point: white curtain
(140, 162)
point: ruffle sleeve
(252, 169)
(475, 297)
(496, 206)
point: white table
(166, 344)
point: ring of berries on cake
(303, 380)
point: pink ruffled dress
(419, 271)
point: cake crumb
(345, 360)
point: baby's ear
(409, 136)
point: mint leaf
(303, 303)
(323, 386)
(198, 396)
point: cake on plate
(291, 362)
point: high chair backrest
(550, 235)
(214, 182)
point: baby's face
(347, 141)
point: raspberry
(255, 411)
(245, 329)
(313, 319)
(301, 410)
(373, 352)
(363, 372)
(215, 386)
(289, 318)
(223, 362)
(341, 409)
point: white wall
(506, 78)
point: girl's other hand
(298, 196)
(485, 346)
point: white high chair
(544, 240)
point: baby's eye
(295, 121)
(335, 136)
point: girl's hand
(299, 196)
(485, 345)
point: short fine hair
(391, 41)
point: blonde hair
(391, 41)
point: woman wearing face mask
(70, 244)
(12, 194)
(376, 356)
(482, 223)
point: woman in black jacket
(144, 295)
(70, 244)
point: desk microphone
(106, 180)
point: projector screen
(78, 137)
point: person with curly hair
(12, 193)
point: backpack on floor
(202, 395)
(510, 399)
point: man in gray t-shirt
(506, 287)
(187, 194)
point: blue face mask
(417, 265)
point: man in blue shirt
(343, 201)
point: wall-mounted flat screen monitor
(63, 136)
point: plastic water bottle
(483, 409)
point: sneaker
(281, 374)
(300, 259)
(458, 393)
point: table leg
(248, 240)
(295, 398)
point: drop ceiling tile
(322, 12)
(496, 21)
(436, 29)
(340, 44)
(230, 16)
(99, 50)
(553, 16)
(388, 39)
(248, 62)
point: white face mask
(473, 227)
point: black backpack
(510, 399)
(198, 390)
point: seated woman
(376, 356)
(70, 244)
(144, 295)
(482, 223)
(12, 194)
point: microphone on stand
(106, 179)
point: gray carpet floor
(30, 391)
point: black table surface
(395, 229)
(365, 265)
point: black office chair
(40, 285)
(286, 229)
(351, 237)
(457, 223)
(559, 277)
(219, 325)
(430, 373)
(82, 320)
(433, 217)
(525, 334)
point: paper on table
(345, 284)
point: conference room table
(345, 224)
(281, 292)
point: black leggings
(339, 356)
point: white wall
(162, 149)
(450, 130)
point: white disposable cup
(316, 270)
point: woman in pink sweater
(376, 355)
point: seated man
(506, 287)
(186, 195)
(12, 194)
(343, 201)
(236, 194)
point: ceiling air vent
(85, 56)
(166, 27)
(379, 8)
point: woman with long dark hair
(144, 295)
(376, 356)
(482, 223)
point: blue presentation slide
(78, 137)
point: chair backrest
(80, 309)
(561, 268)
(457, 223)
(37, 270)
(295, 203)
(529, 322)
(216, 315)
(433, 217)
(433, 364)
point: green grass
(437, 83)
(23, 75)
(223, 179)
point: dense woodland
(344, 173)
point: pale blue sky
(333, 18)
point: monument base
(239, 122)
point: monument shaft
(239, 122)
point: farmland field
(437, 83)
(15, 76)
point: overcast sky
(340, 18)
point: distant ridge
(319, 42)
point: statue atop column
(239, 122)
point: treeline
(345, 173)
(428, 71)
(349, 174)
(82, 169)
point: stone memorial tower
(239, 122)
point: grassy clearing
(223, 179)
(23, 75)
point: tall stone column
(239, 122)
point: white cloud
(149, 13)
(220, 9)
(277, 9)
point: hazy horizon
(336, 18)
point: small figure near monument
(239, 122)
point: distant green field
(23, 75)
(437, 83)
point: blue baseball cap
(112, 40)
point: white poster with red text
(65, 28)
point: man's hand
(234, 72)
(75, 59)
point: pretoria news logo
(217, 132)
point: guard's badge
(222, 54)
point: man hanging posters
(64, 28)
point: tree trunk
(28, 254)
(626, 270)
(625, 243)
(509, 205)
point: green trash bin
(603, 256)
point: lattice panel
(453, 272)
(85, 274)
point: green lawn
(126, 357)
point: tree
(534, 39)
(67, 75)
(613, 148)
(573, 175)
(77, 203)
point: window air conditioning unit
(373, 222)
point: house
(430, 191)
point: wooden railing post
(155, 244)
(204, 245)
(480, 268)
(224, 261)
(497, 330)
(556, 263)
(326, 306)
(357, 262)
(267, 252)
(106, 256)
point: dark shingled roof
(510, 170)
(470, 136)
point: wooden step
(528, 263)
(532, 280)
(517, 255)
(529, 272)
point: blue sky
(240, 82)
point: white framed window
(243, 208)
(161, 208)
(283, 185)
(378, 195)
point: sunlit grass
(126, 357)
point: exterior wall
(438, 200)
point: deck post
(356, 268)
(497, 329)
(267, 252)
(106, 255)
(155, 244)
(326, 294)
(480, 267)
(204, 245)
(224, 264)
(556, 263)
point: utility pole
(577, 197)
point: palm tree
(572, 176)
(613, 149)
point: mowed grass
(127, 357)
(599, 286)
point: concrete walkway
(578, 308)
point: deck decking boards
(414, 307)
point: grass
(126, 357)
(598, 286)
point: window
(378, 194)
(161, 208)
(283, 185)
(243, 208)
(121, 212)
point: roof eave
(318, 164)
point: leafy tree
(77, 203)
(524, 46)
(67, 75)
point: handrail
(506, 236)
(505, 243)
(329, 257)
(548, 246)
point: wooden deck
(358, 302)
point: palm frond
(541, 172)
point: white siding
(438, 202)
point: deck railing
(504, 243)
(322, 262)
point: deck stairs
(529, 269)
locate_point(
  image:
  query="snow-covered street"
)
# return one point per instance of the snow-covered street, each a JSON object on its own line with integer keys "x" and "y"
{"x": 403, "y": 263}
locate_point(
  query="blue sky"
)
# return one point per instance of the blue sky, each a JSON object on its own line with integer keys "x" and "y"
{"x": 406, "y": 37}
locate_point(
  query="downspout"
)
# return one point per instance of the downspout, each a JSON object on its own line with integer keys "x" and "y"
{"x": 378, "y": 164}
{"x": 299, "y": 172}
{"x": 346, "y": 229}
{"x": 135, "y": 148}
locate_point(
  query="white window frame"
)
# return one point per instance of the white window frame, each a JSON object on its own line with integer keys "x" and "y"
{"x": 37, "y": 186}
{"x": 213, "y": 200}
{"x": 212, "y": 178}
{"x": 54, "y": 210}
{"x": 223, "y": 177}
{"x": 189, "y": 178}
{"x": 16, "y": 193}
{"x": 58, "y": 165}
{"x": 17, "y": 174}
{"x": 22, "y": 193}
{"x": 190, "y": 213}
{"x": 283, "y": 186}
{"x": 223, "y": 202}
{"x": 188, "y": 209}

##############################

Task requirements: Copy every record exactly as presented.

Problem solution:
point: white curtain
(140, 162)
point: ruffle sleeve
(252, 169)
(475, 297)
(496, 206)
point: white table
(166, 344)
point: ring of berries on cake
(303, 380)
point: pink ruffled dress
(419, 271)
point: cake crumb
(345, 360)
point: baby's ear
(409, 136)
point: mint leaf
(303, 303)
(323, 386)
(198, 396)
point: cake on plate
(291, 362)
point: high chair backrest
(550, 235)
(214, 182)
point: baby's face
(347, 141)
point: raspberry
(255, 411)
(245, 329)
(313, 319)
(301, 410)
(373, 352)
(363, 372)
(215, 386)
(289, 318)
(223, 362)
(341, 409)
point: white wall
(506, 78)
point: girl's other hand
(298, 196)
(485, 346)
point: white high chair
(544, 240)
point: baby's eye
(295, 121)
(335, 136)
point: girl's hand
(299, 196)
(485, 345)
point: short fine hair
(391, 41)
point: blonde hair
(391, 41)
point: woman wearing face mask
(70, 244)
(12, 194)
(376, 356)
(482, 223)
point: woman in black jacket
(144, 295)
(70, 244)
point: desk microphone
(106, 180)
point: projector screen
(78, 137)
point: person with curly hair
(12, 193)
point: backpack on floor
(202, 395)
(510, 399)
point: man in gray t-shirt
(506, 287)
(187, 194)
point: blue face mask
(417, 265)
point: man in blue shirt
(343, 201)
point: wall-mounted flat screen monitor
(63, 136)
point: plastic water bottle
(483, 409)
point: sneaker
(281, 374)
(300, 259)
(458, 393)
point: table leg
(248, 240)
(295, 398)
point: drop ceiling tile
(322, 12)
(496, 21)
(436, 29)
(340, 44)
(230, 16)
(99, 50)
(553, 16)
(388, 39)
(248, 62)
point: white face mask
(473, 227)
point: black backpack
(510, 399)
(198, 390)
point: seated woman
(376, 356)
(70, 244)
(144, 295)
(482, 223)
(12, 194)
point: microphone on stand
(106, 179)
point: gray carpet floor
(30, 391)
point: black table surface
(395, 229)
(365, 265)
point: black office chair
(40, 285)
(286, 229)
(351, 237)
(457, 223)
(559, 277)
(219, 325)
(430, 373)
(82, 320)
(433, 217)
(525, 334)
point: paper on table
(345, 284)
point: conference room table
(345, 224)
(281, 292)
point: black leggings
(339, 356)
point: white wall
(162, 149)
(450, 130)
point: white disposable cup
(316, 270)
point: woman in pink sweater
(376, 355)
point: seated man
(506, 287)
(186, 195)
(12, 194)
(343, 201)
(236, 194)
point: ceiling air vent
(85, 56)
(166, 27)
(379, 8)
point: woman with long dark hair
(144, 295)
(376, 356)
(482, 223)
point: blue presentation slide
(78, 137)
point: chair backrest
(80, 309)
(561, 268)
(457, 223)
(37, 270)
(295, 203)
(529, 322)
(216, 315)
(433, 217)
(433, 364)
point: green grass
(437, 83)
(23, 75)
(223, 179)
point: dense woodland
(344, 173)
point: pale blue sky
(333, 18)
point: monument base
(239, 122)
point: monument shaft
(239, 122)
point: farmland field
(437, 83)
(15, 76)
point: overcast sky
(340, 18)
point: distant ridge
(319, 42)
point: statue atop column
(239, 122)
point: treeline
(345, 173)
(428, 71)
(349, 174)
(82, 169)
point: stone memorial tower
(239, 122)
point: grassy clearing
(223, 179)
(23, 75)
point: tall stone column
(239, 122)
point: white cloud
(149, 13)
(220, 9)
(277, 9)
point: hazy horizon
(336, 18)
point: small figure near monument
(239, 122)
point: distant green field
(23, 75)
(437, 83)
point: blue baseball cap
(112, 40)
point: white poster with red text
(65, 28)
point: man's hand
(234, 72)
(75, 59)
point: pretoria news logo
(217, 132)
point: guard's badge
(222, 54)
point: man hanging posters
(64, 28)
point: tree trunk
(28, 254)
(626, 270)
(625, 243)
(509, 205)
point: green trash bin
(603, 256)
point: lattice panel
(453, 272)
(85, 274)
point: green lawn
(126, 357)
point: tree
(534, 39)
(67, 75)
(613, 148)
(573, 175)
(77, 203)
point: window air conditioning unit
(373, 222)
point: house
(430, 191)
point: wooden railing post
(155, 244)
(204, 245)
(480, 268)
(224, 261)
(497, 330)
(556, 263)
(326, 306)
(357, 262)
(267, 252)
(106, 256)
point: dark shingled roof
(510, 170)
(470, 136)
point: wooden step
(528, 263)
(532, 280)
(517, 255)
(529, 272)
point: blue sky
(240, 82)
point: white framed window
(243, 208)
(161, 208)
(283, 185)
(378, 195)
point: sunlit grass
(126, 357)
point: exterior wall
(438, 200)
point: deck post
(356, 268)
(497, 329)
(267, 252)
(106, 255)
(155, 244)
(326, 294)
(480, 267)
(204, 245)
(224, 264)
(556, 263)
point: utility pole
(577, 197)
point: palm tree
(572, 176)
(613, 149)
point: mowed grass
(127, 357)
(599, 286)
point: concrete walkway
(578, 308)
point: deck decking boards
(414, 307)
point: grass
(126, 357)
(598, 286)
point: window
(378, 194)
(161, 208)
(283, 185)
(243, 208)
(121, 212)
point: roof eave
(318, 164)
point: leafy tree
(77, 203)
(524, 46)
(67, 75)
point: handrail
(506, 236)
(505, 243)
(329, 257)
(548, 246)
point: wooden deck
(358, 302)
point: palm frond
(541, 172)
point: white siding
(438, 202)
point: deck railing
(504, 243)
(322, 262)
point: deck stairs
(529, 269)
locate_point(
  image:
  query="snow-covered street"
)
# return one point per instance of the snow-covered street, each a JSON object on its own line with integer keys "x" and "y"
{"x": 403, "y": 263}
locate_point(
  query="blue sky"
)
# return one point per instance of the blue sky, each a JSON object on its own line with integer keys "x" and "y"
{"x": 406, "y": 37}
locate_point(
  query="downspout"
)
# return one point per instance of the downspout, each a JSON object on its own line with integer keys "x" and "y"
{"x": 378, "y": 164}
{"x": 299, "y": 172}
{"x": 346, "y": 229}
{"x": 135, "y": 148}
locate_point(
  query="white window frame"
)
# return one point per instance of the white window frame, each a JSON object on its own line with integer keys "x" and "y"
{"x": 37, "y": 186}
{"x": 213, "y": 200}
{"x": 212, "y": 178}
{"x": 54, "y": 210}
{"x": 223, "y": 177}
{"x": 189, "y": 178}
{"x": 16, "y": 193}
{"x": 58, "y": 165}
{"x": 17, "y": 174}
{"x": 22, "y": 193}
{"x": 190, "y": 213}
{"x": 283, "y": 186}
{"x": 223, "y": 202}
{"x": 188, "y": 209}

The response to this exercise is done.